Extract provided:

Jemez Land Co. largely disposes of the argument that venue in the present case is limited to Lea County. Although the 1876 Act has been amended in the intervening decades, the basic structure of the 1876 Act has not been altered. Jemez Land Co.'s observation that a trespass action is not confined to the county where the property is located "if the claim for damages was the sole object of the suit" marks a clear departure from the common-law rule that actions seeking damages for injury to real property are local actions. Jemez Land Co. remains good law and is fully applicable to Section 38-3-1. See Team Bank v. Meridian Oil Inc, 118 N.M. 147, 149, 879 P.2d 779, 781 (1994) (citing Jemez Land Co. for proposition that venue outside county where land located may be proper if claim for damages is sole object of suit).


We note and reject Defendants' argument that Plaintiffs' request for injunctive relief converts this case into an action involving an interest in land. It was well-settled at the time of Jemez Land Co. that in appropriate cases an injunction might issue to restrain continuing trespasses and prevent irreparable harm to the plaintiff. See, e.g., Kerlin v. West, 4 N.J. Eq. 449 (N.J. Ch. 1844); see generally, 75 Am. Jur. 2d, Trespass § 113 (1991). The Supreme Court's observation in Jemez Land Co. that the plaintiff's trespass action would not have been confined to the county where the property is located "if the claim for damages was the sole object of the suit" was not intended to establish a damages-injunction dichotomy for venue purposes. Rather, the distinction the Supreme Court was making was between actions the object of which is to redress tortious injury to real property (whether through damages or injunctive relief) versus actions that adjudicate title to real property as between the parties. In this regard, we note that subsequent to Jemez Land Co., the Supreme Court has stated that to come within Section 38-3-1(D), the suit must implicate title. Team Bank , 118 N.M. at 149, 879 P.2d at 781. In contrast to Jemez Land Co., the pleadings in the present case do not put in issue title to the property on which the pollution allegedly has occurred.

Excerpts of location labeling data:
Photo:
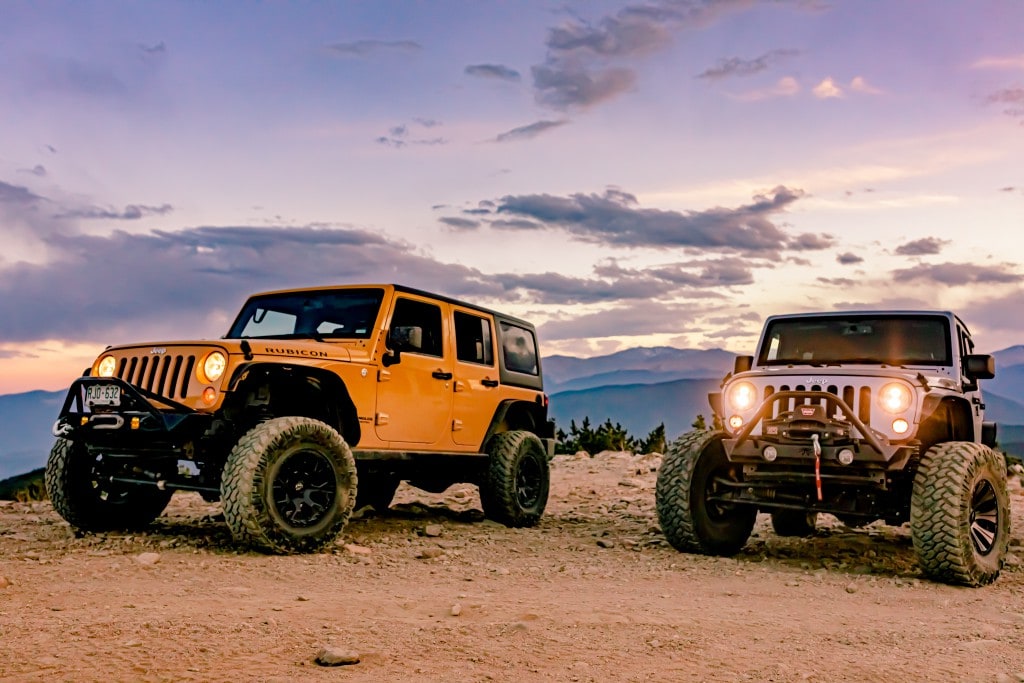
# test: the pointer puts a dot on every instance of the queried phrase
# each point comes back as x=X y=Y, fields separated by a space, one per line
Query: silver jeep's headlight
x=107 y=367
x=742 y=396
x=894 y=397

Set problem 1:
Repeat the court opinion on venue from "Jemez Land Co. largely" to "object of suit).".
Set problem 2:
Pick up the court opinion on venue after its last sentence and keep writing it.
The entries are not needed for anything here.

Response 1:
Jemez Land Co. largely disposes of the argument that venue in the present case is limited to Lea County. Although the 1876 Act has been amended in the intervening decades, the basic structure of the 1876 Act has not been altered. Jemez Land Co.'s observation that a trespass action is not confined to the county where the property is located "if the claim for damages was the sole object of the suit" marks a clear departure from the common-law rule that actions seeking damages for injury to real property are local actions. Jemez Land Co. remains good law and is fully applicable to Section 38-3-1. See Team Bank v. Meridian Oil Inc, 118 N.M. 147, 149, 879 P.2d 779, 781 (1994) (citing Jemez Land Co. for proposition that venue outside county where land located may be proper if claim for damages is sole object of suit).

Response 2:
Defendants argue that an interest in lands is involved in the present case because judgment in Plaintiffs' favor will have the practical effect of limiting Defendants' use and enjoyment of their oil and gas rights inasmuch as Defendants must modify their prior manner of conducting oil and gas operations on Plaintiffs' land to avoid further liability. See 75 Am. Jur. 2d, Trespass § 114 (1991) (discussing remedies for continuing trespass). We have no doubt that the Legislature had the power to enact a venue statute under which the indirect effects a successful trespass or nuisance action has on a defendant-landowner's use and enjoyment of its property constitutes a suit affecting an interest in lands. Jemez Land Co. and Team Bank lead us to the conclusion that the Legislature rejected such an approach in enacting Section 38-3-1(D)(1).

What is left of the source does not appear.